Start of STUDY TEXT

Bug 817198

Summary: Queueing/dequeueing thousands of jobs causes pbs scheduling to fail
Product: [Fedora] Fedora Reporter: bob mckay <urilabob>
Component: torqueAssignee: Steve Traylen <steve.traylen>
Status: CLOSED WONTFIX QA Contact: Fedora Extras Quality Assurance <extras-qa>
Severity: medium Docs Contact:
Priority: unspecified    
Version: 16CC: fotis, steve.traylen
Target Milestone: ---   
Target Release: ---   
Hardware: All   
OS: Linux   
Whiteboard:
Fixed In Version: Doc Type: Bug Fix
Doc Text:
Story Points: ---
Clone Of: Environment:
Last Closed: 2013-02-13 22:26:46 UTC Type: Bug
Regression: --- Mount Type: ---
Documentation: --- CRM:
Verified Versions: Category: ---
oVirt Team: --- RHEL 7.3 requirements from Atomic Host:
Cloudforms Team: --- Target Upstream Version:
Embargoed:

Description bob mckay 2012-04-28 02:04:31 UTC
Description of problem:
User queues then dequeues thousands of jobs (using qdel). Any subsequent jobs queued fail to run. I can't find the exact reason - systemctl status of pbs_sched, pbs_server and munge are all OK, and the nodes are shown by xpbsmon as being active.

End of STUDY TEXT

Which command does the bug report say the user ran to dequeue the thousands of jobs?

Start of DATA

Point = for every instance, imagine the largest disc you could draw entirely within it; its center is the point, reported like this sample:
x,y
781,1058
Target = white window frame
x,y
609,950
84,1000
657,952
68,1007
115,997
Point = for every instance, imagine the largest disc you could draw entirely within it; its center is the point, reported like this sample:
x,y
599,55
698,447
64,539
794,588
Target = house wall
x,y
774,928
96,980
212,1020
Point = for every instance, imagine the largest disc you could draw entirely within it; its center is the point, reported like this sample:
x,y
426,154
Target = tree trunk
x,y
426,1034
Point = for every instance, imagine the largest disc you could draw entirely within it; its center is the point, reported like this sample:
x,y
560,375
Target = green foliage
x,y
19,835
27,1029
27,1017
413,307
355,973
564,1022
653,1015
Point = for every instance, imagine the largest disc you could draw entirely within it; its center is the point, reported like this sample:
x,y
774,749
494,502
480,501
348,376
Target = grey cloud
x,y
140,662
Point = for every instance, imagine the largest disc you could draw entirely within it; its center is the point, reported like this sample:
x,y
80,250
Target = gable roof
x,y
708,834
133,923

End of DATA

▶ **ANSWER TO THIS EXERCISE**:
qdel